(INFORMATION SUPPLIED Opens)

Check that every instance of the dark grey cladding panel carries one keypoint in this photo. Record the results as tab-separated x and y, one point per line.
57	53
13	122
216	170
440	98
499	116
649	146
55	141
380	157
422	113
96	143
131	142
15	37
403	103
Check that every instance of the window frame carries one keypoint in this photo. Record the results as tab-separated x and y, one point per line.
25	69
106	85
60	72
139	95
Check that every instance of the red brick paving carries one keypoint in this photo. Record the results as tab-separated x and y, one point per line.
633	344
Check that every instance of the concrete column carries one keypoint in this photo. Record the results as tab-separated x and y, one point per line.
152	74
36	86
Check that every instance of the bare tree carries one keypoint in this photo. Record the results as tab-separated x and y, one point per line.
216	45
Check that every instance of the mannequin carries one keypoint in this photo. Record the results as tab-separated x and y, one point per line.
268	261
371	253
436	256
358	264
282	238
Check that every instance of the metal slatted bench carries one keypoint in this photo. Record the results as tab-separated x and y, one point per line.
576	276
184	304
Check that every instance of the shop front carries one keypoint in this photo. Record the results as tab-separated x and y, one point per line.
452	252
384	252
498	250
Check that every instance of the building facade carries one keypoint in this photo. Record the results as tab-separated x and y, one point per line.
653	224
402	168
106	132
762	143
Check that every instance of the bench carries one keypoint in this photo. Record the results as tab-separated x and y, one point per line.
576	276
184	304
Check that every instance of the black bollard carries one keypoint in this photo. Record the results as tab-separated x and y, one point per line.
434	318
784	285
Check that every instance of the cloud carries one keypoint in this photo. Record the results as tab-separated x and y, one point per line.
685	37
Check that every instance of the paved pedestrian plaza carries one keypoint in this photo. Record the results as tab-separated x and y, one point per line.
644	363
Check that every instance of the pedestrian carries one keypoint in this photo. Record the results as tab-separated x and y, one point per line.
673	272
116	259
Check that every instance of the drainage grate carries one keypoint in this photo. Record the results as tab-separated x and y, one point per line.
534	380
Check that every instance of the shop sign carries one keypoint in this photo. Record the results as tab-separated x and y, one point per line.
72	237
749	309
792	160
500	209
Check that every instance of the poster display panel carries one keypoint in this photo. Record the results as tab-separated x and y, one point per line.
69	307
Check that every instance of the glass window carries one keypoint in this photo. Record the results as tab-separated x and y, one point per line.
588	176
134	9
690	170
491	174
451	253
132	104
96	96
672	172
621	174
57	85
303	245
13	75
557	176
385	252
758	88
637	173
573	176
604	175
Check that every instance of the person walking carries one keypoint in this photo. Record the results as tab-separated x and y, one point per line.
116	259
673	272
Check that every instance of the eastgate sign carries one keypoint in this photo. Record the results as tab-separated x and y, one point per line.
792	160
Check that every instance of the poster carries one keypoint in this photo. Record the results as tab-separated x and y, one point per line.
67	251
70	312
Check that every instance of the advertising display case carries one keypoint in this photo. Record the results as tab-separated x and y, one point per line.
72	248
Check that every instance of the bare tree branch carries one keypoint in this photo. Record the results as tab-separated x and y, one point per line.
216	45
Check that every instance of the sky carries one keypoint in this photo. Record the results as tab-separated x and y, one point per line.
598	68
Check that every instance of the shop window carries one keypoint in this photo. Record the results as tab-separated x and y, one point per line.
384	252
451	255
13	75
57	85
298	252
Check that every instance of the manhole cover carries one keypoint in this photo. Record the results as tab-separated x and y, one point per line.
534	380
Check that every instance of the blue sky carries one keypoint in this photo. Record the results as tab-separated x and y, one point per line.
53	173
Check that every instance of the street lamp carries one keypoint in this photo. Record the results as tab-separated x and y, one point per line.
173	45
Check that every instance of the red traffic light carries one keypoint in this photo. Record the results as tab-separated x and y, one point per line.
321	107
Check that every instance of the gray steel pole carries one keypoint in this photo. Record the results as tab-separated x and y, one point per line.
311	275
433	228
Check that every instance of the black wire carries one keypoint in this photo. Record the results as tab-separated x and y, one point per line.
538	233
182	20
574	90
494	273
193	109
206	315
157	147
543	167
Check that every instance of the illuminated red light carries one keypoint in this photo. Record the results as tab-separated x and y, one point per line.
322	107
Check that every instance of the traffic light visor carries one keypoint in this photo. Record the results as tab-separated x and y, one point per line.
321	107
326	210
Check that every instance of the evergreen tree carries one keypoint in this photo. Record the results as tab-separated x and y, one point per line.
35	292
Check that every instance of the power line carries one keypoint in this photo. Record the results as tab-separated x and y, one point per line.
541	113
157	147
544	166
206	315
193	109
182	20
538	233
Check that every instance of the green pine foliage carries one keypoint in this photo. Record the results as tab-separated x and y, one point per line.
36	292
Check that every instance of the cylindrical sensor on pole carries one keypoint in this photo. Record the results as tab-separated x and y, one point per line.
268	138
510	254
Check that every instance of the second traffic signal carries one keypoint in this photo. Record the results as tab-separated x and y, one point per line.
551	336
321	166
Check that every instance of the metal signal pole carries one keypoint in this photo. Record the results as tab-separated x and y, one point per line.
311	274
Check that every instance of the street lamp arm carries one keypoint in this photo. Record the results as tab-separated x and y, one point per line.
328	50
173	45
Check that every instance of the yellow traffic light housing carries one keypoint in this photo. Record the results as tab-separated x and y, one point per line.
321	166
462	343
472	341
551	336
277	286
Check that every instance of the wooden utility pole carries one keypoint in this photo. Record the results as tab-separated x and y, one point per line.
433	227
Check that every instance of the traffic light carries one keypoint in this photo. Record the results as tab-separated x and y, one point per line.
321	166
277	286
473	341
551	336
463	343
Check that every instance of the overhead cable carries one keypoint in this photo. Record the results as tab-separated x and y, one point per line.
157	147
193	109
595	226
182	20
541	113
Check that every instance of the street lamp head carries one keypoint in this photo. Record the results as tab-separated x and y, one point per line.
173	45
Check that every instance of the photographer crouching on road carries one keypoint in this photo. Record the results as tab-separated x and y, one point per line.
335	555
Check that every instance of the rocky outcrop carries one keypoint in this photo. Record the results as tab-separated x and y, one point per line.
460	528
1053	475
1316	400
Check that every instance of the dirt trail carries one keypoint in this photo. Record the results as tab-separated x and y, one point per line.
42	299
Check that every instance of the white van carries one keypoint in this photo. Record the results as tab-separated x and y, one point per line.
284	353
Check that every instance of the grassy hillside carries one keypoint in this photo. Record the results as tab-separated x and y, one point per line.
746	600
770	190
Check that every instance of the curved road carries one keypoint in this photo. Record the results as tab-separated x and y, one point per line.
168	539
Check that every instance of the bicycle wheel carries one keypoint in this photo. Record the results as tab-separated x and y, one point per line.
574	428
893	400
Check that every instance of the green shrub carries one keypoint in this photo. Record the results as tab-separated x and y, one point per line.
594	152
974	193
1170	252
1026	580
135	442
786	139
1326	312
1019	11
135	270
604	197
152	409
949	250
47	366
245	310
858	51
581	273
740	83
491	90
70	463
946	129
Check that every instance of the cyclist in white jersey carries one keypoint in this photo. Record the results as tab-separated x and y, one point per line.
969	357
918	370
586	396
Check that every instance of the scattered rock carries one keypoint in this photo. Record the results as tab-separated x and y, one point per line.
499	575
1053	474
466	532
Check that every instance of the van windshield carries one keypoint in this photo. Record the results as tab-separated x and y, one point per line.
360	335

(INFORMATION SUPPLIED Closes)

EXERCISE DETAILS:
Give the data again, exactly as it appears above.

PROBLEM SOLUTION:
Check that every instance of the dark grey cladding panel carries one keypoint in this photo. Record the results as tab-separated x and y, one point per line.
57	53
13	122
216	170
440	98
499	116
649	146
55	141
380	157
422	113
96	143
131	142
15	37
403	103
Check that every instance of the window frame carries one keypoint in this photo. Record the results as tab-separated x and y, one point per line.
25	69
106	85
60	72
139	95
Check that every instance of the red brick paving carries one keypoint in this photo. Record the results as tab-separated x and y, one point per line.
633	344
Check that every instance of the concrete column carries one keypoint in this photo. Record the results as tab-separated x and y, one point per line.
152	74
36	86
Check that every instance of the bare tree carries one keypoint in this photo. Record the results as tab-separated x and y, one point per line.
216	45
Check that every instance of the mannequin carries one keypoint in this photo. Record the results as tab-separated x and y, one point per line.
268	261
371	253
436	256
358	264
282	238
Check that every instance of the metal slatted bench carries one keypoint in this photo. Record the results as tab-separated x and y, one point per line.
576	276
184	304
Check that every instance of the shop front carries one keypoint in this photo. Record the results as tab-separated x and y, one point per line.
452	252
384	252
498	250
Check that every instance of the building facade carries one keypoint in this photo. Record the results as tab-separated x and y, one point per line.
653	224
402	168
106	132
762	143
Check that every instance of the bench carries one keypoint in this photo. Record the results as tab-separated x and y, one point per line.
576	276
184	304
Check that every instance of the black bollard carries one keypoint in this photo. Record the results as tab-separated x and y, one point per line.
434	318
784	285
Check that every instance of the cloud carries one keypoint in this photo. Record the results as tab-separated x and y, one point per line.
685	37
Check that every instance of the paved pedestrian plaza carries one keypoint in this photo. Record the results as tab-separated x and y, one point per line.
644	363
Check that every instance of the pedestrian carries one keypoint in this photo. Record the results as tab-separated x and y, one point per line.
673	272
116	259
Check that every instance of the drainage grate carries one keypoint in this photo. Record the results as tab-separated x and y, one point per line.
534	380
Check that every instance of the shop sign carries one keypoint in this photo. Record the results as tab-separated x and y, one point per line.
72	237
749	309
792	160
500	209
Check that every instance of the poster display panel carries one keypoint in this photo. Record the results as tab-separated x and y, one point per line.
69	307
Check that every instance of the glass window carries one keypoint in this photo. Record the results as tab-separated x and y, one point per line.
588	176
134	9
690	170
491	174
451	253
132	104
96	96
672	172
621	174
57	85
303	245
13	75
557	176
385	252
758	88
637	173
573	176
604	175
Check that every instance of the person walking carries one keypoint in this photo. Record the results as tab-separated x and y, one point per line.
116	259
673	272
Check that every instance of the eastgate sign carries one keypoint in this photo. Record the results as tab-separated x and y, one point per line.
792	160
Check that every instance of the poster carries one keypoint in this photo. Record the results as tab-separated x and y, one point per line.
67	251
70	312
Check that every instance of the advertising display case carries one keypoint in this photo. Record the results as tab-separated x and y, one point per line.
72	248
Check that every instance of the bare tree branch carries one keypoint in this photo. Record the results as tab-separated x and y, one point per line.
216	45
Check that every instance of the sky carries one keypoint in this photo. Record the results as tab-separated x and y, one point per line.
598	68
Check that every instance of the shop window carries one keypoint in this photo. Record the results as tab-separated x and y, one point per line.
384	252
451	255
13	75
57	85
298	252
Check that every instance of the manhole cover carries one keypoint in this photo. Record the results as tab-separated x and y, one point per line.
534	380
Check that every instance of the blue sky carries one keypoint in this photo. Record the results as tab-separated x and y, one point per line.
53	173
Check that every instance of the street lamp carries one keypoint in this photo. Record the results as tab-separated x and y, one point per line.
173	45
Check that every instance of the red traffic light carries one keypoint in this photo. Record the results as tab-separated x and y, one point per line.
321	107
Check that every instance of the gray steel pole carries one keypoint in this photo. Record the results as tab-separated x and y, one point per line.
311	275
433	228
Check that every instance of the black wire carries one keypoint in this photo. Record the results as tab-separated x and y, one point per line.
538	233
182	20
574	90
494	273
193	109
206	315
157	147
543	167
Check that every instance of the illuminated red light carries one keypoint in this photo. Record the results as tab-separated x and y, one point per line.
322	107
Check that every instance of the traffic light visor carries one keypoint in this photo. Record the results as tab-separated x and y, one point per line.
321	107
326	210
Check that every instance of the evergreen tree carries one keypoint in this photo. Record the results as tab-separated x and y, one point per line.
35	292
Check that every instance of the power line carries one keypoint in this photo. Record the results as tab-separated x and y, one point per line.
541	113
157	147
544	166
206	315
193	109
182	20
538	233
Check that every instance of the green pine foliage carries one keypoint in this photo. Record the results as tab-separated x and y, one point per line.
36	292
Check that every instance of the cylindrical sensor on pole carries one keypoint in this photo. Record the results as tab-separated x and y, one point per line.
268	138
510	254
Check that every instance of the second traffic signal carries one keypoint in this photo. Record the results as tab-separated x and y, one point per line.
551	336
321	166
Check that every instance of the metal signal pole carries one keypoint in this photo. Record the results as tab-separated x and y, one point per line.
311	274
Check that every instance of the street lamp arm carries one keypoint in this photo. Record the results as tab-separated x and y, one point per line.
328	50
173	45
Check that every instance of the yellow traffic light housing carries one keypoint in this photo. Record the results as tab-separated x and y, one point per line.
321	166
462	343
472	341
551	336
277	286
Check that every instance of the wooden utility pole carries one keypoint in this photo. Record the results as tab-separated x and y, one point per line.
433	227
Check that every instance of the traffic light carries one keypoint in this photo. Record the results as tab-separated x and y, one point per line.
321	166
277	286
473	341
551	336
463	343
Check that every instance of the overhead cable carries one keypoint in this photo. Record the results as tab-separated x and y, one point per line.
157	147
193	109
595	226
182	20
541	113
Check that every instance of the street lamp head carries one keypoint in this photo. Record the results as tab-separated x and y, one point per line.
173	45
Check that every instance of the photographer crouching on road carries one keypoint in this photo. Record the results as tab-separated x and y, one point per line.
335	555
Check that every instance of the rocky outcrop carries one keypoint in this photo. Record the results as tab-separated x and y, one point per line.
460	528
1053	475
1316	400
Check that every instance of the dirt trail carries one keypoint in this photo. Record the results as tab-separated x and y, one point per line.
42	299
Check that every instance of the white van carries one keypoint in this photo. Record the results as tab-separated x and y, one point per line.
284	353
Check that every instance of the grassy hillside carries one keypoint in this photo. Record the results as tab-separated x and y, one point per line.
746	600
770	190
Check that every instance of the curved road carries one keypoint in this photo. Record the results as tab-separated x and y, one point per line.
168	539
Check that every instance of the bicycle wheel carries one keypoint in this photo. Record the results as tab-separated x and y, one point per line.
574	428
893	400
Check that every instance of the green shrub carries one keypoint in this photo. Record the results as tab-separated x and y, one point per line.
594	152
974	193
1170	252
1026	580
135	442
786	139
1326	312
1019	11
135	270
604	197
152	409
949	250
47	366
245	310
858	51
581	273
740	83
491	90
70	463
946	129
Check that every instance of the cyclist in white jersey carries one keypoint in this photo. Record the results as tab-separated x and y, one point per line.
969	357
918	370
586	396
Check that every instance of the scattered rock carries one keypoint in this photo. Record the results as tab-separated x and y, one point per line.
499	575
1053	474
466	532
Check that every instance of the van windshield carries one keypoint in this photo. Record the results as tab-separated x and y, one point per line.
360	335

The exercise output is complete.